_Problem requirements:_ Copy all records verbatim.

>>>

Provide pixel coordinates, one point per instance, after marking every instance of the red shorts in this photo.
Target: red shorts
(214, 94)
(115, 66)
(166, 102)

<<<

_Reply to the task:_
Provide pixel coordinates, one point per instance, after marking every instance of the red shorts in this photo.
Target: red shorts
(214, 94)
(115, 66)
(166, 102)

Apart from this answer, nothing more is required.